YOUR TASK: Update the article on Middle East hotel supply, starting with "The number of" and going on through "business tourism spending.": write that passage out again with "tourist arrivals" changed to "visitor arrivals".

Start of GIVEN TEXT

Dubai: The Middle East is expected to see an additional 86,000 hotel rooms between 2014 and 2020, according to a report by global hospitality consultancy HVS.

There are currently 130,000 rooms in the region and 11,000 rooms that have not been assigned completion dates, HVS said in the report titled “2015 Middle East hotel survey peak assessments”.

Most of the new inventory in the region is in Saudi Arabia, where 38,000 hotel rooms are expected to come online, bringing the total to 59,000. The kingdom is followed by the UAE, with around 26,000 rooms being planned and built.

Hilton Worldwide, a US-based hotel chain, has the biggest pipeline in the region with 20,000 rooms under development, as per the report.

“As new supply enters the market, tourism officials will need to work even harder in order to ensure that demand grows in line with supply, keeping ahead of, or at the very least up with, the considerable additional room nights expected over the course of the forthcoming years,” HVS said in the report.

Dubai, for instance, is targeting between 140,000 and 160,000 rooms to accommodate 20 million visitors per year by 2020, according to the Department of Tourism and Commerce Marketing (DTCM). The emirate is developing leisure facilities, which will attract more tourists, including Dubai Parks and Resorts, a theme park that is set to open in October next year, and Six Flags, slated to open in 2017.

The number of tourist arrivals in the Middle East reached 50 million in 2014, up 3.8 per cent compared with the previous year, HVS said in the report, citing data from the United Nations World Tourism Organisation (UNWTO).

Total contribution of travel and tourism to gross domestic product (GDP) was up 5.3 per cent last year compared with 2013, according to the report. Contribution to GDP is driven by domestic, leisure tourism and business tourism spending.

Direct contribution to GDP, meanwhile, is expected to contract 1.8 per cent in 2015 due to regional conflicts, the weaker euro and western economic sanctions against Russia, HVS said, citing data from the World Travel and Tourism Council (WTTC).

However, in the next ten years, the region is likely to see close to 6.4 per cent compound annual growth rate in direct contribution to GDP. Regional travel and tourism spending is expected to exceed $200 billion within the same period.

“As stability returns to sub regions, the tourism in those areas that are currently in turmoil will rebound slowly as the market tracks the evolution of its stability … several markets in the region have proven their resilience before so that any marginal improvements in macroeconomics, local political or local economic conditions will likely stimulate the local tourism sector to peak anew,” the report stated.

End of GIVEN TEXT
Start of EXTRACTED MATERIAL

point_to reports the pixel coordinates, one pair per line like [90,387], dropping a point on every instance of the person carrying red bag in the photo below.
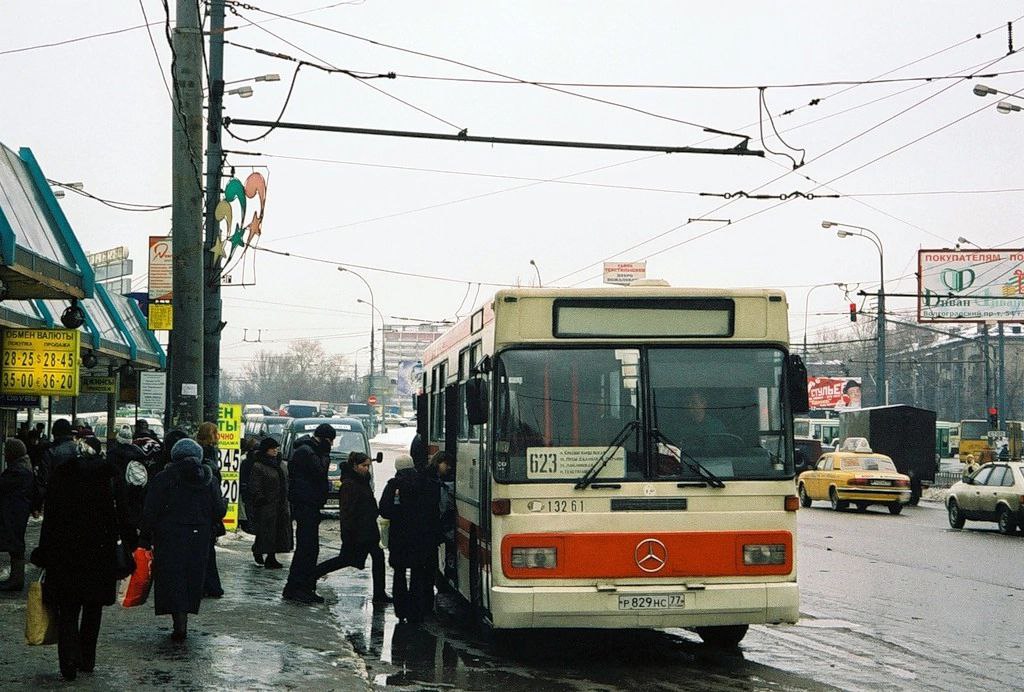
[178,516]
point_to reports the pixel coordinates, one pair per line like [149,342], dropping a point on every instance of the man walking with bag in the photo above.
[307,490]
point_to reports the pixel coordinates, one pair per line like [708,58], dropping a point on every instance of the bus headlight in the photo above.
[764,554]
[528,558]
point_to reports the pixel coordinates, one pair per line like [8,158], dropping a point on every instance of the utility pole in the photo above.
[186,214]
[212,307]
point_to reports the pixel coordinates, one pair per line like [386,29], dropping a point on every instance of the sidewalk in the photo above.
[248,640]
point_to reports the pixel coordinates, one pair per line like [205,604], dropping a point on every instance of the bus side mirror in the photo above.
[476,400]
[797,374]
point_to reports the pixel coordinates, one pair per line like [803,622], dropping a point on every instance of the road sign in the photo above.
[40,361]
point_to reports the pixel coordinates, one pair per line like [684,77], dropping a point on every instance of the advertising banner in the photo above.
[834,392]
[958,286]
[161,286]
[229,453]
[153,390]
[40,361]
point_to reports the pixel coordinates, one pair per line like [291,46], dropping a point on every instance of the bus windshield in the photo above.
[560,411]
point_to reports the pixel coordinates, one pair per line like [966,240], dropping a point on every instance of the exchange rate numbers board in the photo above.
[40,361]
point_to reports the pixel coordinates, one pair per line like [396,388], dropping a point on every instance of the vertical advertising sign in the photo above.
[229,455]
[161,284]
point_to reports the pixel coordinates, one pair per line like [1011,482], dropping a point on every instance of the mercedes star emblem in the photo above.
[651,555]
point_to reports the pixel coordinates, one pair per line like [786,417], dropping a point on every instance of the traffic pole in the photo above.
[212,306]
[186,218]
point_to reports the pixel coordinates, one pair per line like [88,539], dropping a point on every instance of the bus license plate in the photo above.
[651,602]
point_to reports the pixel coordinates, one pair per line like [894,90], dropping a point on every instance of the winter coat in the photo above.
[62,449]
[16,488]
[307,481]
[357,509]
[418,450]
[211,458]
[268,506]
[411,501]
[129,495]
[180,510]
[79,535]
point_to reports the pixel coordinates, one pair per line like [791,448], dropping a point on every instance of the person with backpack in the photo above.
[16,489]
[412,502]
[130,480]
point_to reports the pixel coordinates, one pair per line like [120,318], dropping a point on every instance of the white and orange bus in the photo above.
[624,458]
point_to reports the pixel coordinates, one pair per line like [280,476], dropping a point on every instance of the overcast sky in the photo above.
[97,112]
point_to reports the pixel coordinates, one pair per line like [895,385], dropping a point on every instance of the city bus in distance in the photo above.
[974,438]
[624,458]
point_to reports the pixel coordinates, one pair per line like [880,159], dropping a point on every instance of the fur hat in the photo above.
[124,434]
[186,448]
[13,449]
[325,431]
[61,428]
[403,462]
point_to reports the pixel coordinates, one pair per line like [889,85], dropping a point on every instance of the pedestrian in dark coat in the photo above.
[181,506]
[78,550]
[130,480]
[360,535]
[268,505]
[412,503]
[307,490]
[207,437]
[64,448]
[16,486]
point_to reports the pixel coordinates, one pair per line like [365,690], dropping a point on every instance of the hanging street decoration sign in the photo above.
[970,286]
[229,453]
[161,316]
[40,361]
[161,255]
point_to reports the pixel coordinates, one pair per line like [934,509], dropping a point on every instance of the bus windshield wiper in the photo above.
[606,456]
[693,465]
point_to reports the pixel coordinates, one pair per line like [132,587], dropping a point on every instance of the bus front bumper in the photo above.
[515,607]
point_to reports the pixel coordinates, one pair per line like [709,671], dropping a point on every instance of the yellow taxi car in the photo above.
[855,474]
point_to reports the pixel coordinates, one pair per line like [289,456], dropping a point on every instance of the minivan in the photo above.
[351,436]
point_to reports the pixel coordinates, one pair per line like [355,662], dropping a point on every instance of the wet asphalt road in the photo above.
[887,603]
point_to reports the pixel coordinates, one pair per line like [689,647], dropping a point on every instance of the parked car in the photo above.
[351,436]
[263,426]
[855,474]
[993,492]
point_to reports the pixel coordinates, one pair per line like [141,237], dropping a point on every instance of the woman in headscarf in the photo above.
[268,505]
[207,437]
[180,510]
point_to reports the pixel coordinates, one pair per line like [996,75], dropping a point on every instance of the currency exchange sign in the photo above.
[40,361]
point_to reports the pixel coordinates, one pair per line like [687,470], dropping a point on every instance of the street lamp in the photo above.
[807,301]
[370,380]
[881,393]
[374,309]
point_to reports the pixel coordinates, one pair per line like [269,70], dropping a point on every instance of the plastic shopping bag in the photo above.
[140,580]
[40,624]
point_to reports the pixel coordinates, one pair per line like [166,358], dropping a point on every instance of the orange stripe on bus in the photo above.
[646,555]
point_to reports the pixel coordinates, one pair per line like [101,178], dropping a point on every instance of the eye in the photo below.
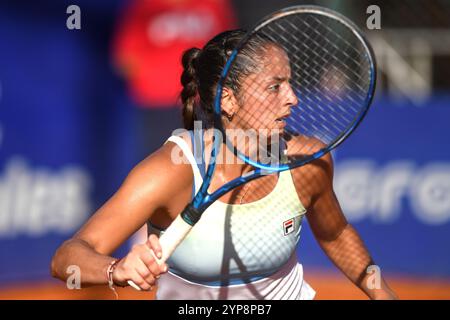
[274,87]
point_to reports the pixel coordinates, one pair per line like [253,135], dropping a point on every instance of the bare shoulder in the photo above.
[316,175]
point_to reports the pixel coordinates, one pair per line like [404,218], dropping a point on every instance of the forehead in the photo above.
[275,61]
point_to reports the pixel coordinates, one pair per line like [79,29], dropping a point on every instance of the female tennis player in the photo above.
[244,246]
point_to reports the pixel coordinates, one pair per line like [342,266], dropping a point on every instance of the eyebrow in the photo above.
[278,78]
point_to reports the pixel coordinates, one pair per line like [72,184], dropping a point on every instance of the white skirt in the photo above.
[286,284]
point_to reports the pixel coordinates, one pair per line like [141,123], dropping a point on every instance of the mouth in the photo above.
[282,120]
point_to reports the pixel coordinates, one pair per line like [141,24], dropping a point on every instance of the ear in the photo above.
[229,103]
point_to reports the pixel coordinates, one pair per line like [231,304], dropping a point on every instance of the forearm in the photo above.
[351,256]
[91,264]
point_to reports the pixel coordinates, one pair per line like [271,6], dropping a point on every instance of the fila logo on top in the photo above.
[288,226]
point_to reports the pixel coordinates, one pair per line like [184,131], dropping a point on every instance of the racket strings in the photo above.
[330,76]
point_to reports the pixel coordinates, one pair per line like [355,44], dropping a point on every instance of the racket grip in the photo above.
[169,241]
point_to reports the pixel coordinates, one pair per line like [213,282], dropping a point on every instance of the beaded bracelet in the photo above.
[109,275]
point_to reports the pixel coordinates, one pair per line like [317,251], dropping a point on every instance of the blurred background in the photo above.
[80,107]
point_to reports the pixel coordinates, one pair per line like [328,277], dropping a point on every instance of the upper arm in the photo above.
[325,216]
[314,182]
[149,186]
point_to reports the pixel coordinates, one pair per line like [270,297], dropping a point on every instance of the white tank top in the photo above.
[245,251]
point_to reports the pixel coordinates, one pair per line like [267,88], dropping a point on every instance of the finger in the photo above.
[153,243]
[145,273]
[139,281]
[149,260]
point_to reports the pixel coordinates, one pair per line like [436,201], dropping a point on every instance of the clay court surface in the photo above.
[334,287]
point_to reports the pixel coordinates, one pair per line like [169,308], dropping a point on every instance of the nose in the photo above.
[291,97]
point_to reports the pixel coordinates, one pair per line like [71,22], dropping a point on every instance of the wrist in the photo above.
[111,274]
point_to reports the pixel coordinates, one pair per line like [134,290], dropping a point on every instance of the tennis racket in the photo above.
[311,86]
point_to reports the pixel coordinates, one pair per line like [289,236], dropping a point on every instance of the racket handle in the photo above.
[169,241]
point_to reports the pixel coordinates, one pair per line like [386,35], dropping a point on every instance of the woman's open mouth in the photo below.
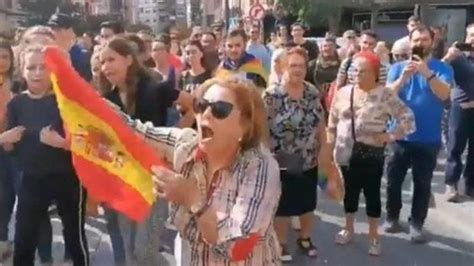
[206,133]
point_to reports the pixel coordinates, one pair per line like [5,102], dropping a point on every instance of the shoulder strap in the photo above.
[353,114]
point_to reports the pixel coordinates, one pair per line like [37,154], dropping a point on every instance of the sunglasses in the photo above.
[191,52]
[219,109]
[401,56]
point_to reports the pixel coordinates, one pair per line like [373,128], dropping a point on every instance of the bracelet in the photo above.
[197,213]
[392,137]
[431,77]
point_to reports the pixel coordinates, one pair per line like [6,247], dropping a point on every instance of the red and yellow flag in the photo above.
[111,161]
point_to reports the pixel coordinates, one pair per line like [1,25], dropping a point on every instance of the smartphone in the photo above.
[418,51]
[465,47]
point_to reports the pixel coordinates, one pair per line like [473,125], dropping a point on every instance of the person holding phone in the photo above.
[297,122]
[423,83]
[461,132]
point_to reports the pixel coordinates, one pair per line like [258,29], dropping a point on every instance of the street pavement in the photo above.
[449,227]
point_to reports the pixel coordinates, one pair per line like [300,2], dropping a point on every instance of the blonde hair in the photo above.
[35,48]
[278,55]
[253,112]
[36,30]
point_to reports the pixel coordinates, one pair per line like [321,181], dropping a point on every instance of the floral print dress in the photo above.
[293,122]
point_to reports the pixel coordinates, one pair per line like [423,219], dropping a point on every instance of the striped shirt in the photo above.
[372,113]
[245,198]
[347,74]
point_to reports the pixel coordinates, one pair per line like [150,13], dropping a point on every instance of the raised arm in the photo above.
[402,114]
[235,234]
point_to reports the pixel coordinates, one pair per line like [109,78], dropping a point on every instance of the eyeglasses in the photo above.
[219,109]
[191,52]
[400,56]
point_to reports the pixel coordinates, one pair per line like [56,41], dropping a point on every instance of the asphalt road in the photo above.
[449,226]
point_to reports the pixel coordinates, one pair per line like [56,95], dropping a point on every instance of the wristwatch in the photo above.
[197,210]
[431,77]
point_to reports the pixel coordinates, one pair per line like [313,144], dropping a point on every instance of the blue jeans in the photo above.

End of EXTRACTED MATERIAL
Start of EXTRACTED MATERIAL

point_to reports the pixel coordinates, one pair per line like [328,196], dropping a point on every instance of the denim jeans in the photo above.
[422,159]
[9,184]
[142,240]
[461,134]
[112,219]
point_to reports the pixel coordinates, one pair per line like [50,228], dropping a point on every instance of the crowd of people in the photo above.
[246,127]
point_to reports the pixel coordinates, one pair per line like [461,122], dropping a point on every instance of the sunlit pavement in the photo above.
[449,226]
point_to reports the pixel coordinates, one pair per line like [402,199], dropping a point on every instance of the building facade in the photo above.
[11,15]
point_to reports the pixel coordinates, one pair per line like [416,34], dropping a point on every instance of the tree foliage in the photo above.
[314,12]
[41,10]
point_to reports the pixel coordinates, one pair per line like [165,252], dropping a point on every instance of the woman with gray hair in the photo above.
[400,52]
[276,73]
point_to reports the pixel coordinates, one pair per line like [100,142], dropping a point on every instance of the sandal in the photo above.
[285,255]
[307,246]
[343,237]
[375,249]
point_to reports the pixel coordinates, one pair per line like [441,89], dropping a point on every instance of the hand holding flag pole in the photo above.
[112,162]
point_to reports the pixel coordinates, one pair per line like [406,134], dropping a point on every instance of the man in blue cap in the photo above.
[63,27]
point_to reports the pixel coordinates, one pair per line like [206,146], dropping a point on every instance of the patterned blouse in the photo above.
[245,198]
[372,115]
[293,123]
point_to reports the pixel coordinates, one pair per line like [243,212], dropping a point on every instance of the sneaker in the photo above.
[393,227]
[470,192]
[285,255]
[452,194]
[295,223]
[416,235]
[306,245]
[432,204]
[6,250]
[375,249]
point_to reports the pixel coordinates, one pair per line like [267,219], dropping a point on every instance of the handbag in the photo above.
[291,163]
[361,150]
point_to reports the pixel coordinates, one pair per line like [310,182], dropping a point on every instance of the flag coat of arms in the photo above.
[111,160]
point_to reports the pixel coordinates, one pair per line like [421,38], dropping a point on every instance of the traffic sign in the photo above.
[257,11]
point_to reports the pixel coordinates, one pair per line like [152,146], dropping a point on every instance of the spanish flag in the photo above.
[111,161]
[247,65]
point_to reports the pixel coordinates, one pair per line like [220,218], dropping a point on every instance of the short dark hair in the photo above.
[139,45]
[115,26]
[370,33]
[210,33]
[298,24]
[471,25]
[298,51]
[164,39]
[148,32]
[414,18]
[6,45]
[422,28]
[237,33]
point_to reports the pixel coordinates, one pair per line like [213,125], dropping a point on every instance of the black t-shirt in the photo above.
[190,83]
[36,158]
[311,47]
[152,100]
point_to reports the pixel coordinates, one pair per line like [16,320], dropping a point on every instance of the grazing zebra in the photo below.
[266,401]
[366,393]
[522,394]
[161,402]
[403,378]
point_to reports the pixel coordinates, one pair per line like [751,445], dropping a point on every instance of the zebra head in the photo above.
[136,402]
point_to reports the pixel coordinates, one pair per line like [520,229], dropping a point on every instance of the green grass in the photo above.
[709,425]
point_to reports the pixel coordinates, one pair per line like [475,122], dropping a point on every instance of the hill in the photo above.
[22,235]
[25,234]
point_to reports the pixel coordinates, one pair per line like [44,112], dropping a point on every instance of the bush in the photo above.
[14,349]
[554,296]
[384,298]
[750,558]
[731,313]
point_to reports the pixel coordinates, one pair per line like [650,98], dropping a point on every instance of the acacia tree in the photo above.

End of EXTRACTED MATERIAL

SOLVED PROBLEM:
The number of visitor arrivals in the Middle East reached 50 million in 2014, up 3.8 per cent compared with the previous year, HVS said in the report, citing data from the United Nations World Tourism Organisation (UNWTO).

Total contribution of travel and tourism to gross domestic product (GDP) was up 5.3 per cent last year compared with 2013, according to the report. Contribution to GDP is driven by domestic, leisure tourism and business tourism spending.